• Exercise materials:
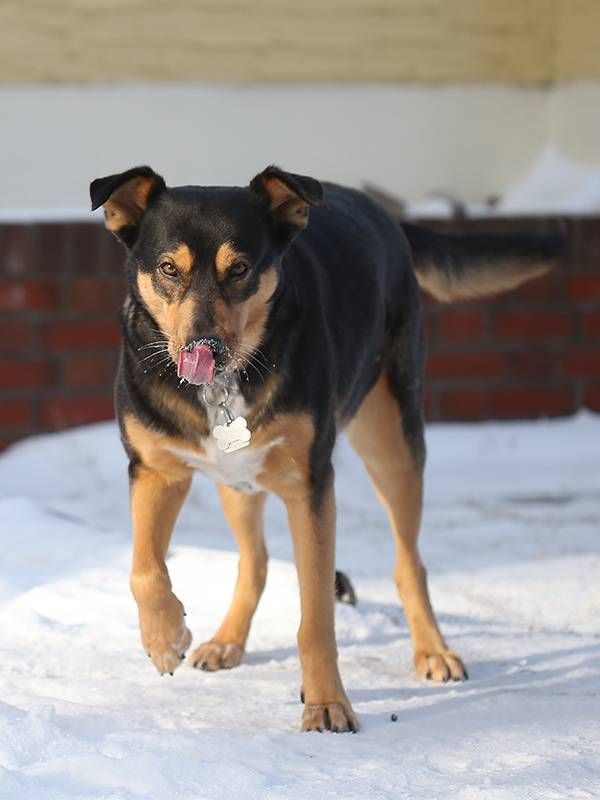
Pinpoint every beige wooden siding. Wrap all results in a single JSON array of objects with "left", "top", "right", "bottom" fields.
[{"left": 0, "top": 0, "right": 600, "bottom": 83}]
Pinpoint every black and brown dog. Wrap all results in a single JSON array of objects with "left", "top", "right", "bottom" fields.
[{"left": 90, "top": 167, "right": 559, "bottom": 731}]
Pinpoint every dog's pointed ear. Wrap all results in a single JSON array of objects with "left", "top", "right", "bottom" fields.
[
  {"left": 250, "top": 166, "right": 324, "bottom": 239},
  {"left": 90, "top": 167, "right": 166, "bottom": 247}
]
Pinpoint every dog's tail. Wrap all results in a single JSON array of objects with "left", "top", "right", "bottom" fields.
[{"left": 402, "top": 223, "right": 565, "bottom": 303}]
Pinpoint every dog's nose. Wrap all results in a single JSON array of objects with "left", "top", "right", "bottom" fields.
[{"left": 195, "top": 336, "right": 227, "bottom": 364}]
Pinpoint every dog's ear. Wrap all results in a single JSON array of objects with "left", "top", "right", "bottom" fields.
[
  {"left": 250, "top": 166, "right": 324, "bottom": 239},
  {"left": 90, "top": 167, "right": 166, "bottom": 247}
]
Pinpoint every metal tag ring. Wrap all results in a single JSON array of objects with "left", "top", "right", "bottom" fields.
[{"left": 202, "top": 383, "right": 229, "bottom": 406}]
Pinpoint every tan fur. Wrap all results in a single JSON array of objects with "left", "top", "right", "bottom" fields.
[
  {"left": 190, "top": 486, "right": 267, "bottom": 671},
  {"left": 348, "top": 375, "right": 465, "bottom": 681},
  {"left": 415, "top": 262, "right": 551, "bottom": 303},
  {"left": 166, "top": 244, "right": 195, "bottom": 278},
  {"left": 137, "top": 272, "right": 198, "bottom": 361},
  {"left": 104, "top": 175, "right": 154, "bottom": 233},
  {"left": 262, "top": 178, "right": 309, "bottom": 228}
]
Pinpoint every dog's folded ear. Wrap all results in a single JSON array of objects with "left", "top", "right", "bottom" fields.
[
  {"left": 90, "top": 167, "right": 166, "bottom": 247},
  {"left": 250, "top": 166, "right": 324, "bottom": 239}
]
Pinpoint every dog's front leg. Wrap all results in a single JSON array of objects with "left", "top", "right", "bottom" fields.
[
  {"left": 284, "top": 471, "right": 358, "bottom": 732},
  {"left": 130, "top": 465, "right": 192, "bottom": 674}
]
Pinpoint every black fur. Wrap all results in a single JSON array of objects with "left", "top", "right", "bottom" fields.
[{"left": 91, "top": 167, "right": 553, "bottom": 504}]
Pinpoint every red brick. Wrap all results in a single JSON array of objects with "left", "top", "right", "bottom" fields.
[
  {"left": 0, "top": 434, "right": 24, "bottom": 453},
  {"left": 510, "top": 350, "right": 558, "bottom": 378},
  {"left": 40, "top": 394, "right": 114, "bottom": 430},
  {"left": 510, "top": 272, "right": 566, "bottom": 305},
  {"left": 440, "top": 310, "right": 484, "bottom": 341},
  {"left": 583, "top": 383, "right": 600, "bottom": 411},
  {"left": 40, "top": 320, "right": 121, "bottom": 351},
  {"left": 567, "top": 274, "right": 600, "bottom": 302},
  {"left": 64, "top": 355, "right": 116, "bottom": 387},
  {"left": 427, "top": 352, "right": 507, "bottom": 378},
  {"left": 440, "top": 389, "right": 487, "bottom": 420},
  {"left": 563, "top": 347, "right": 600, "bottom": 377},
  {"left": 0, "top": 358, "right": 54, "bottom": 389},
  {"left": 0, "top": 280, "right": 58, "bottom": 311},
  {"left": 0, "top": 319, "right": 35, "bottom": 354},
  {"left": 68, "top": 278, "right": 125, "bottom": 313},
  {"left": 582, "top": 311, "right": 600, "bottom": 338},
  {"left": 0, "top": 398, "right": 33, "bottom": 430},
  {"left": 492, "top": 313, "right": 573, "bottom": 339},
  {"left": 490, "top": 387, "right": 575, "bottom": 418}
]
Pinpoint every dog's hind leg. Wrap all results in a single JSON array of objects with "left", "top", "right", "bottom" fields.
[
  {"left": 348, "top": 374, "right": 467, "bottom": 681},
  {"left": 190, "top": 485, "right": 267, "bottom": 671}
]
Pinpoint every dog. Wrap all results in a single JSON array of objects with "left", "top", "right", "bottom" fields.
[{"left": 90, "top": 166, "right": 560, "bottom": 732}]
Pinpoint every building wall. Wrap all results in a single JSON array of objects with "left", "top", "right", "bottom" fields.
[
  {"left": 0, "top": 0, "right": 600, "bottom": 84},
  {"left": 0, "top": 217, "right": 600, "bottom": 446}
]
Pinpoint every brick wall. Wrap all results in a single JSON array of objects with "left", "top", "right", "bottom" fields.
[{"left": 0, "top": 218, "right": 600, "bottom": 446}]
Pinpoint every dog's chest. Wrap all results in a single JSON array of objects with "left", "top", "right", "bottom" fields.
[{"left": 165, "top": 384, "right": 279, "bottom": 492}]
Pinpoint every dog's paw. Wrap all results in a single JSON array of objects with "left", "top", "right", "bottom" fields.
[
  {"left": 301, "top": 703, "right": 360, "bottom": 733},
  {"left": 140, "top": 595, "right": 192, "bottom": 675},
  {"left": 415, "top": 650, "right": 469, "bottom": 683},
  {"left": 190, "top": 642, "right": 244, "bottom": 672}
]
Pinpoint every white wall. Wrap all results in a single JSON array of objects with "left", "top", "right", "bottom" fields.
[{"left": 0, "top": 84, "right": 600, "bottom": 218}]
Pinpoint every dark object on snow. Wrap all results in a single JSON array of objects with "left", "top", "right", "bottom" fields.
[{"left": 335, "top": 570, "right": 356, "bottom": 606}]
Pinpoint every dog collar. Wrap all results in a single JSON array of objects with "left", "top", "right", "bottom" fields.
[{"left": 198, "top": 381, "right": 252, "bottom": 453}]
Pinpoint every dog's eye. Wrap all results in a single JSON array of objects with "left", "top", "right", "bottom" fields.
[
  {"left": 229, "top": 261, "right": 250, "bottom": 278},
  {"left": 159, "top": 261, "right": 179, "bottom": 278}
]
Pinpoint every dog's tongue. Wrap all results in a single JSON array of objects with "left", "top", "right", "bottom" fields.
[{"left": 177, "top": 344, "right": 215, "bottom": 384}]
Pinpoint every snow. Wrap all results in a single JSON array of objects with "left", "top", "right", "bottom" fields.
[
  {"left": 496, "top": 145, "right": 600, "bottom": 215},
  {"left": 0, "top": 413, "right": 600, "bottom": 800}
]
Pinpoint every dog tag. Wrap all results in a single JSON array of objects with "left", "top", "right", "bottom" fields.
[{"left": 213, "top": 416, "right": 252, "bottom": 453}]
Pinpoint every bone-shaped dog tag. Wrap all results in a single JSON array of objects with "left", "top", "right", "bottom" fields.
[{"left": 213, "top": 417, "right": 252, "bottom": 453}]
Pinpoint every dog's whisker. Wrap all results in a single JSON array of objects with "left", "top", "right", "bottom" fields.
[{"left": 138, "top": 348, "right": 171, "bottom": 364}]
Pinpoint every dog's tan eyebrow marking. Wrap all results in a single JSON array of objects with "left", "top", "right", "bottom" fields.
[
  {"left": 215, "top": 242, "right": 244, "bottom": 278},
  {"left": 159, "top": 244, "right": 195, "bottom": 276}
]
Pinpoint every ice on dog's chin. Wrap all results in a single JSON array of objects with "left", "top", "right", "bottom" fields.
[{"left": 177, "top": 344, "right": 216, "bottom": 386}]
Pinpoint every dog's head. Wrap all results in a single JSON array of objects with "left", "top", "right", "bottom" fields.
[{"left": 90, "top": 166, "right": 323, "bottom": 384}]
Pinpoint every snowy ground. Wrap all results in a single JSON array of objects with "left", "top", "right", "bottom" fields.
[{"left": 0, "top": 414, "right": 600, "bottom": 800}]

• Stated goal:
Please show every line of the items above that contains the word "black", copying each line in full; a match must have the same case.

• Answer for the task:
Pinpoint every black and brown dog. Wrap all results in a single JSON array of objects with "left", "top", "right", "bottom" fields.
Pinpoint every black fur. Wrap all results in a single JSON array of objects with "left", "top", "right", "bottom" fields.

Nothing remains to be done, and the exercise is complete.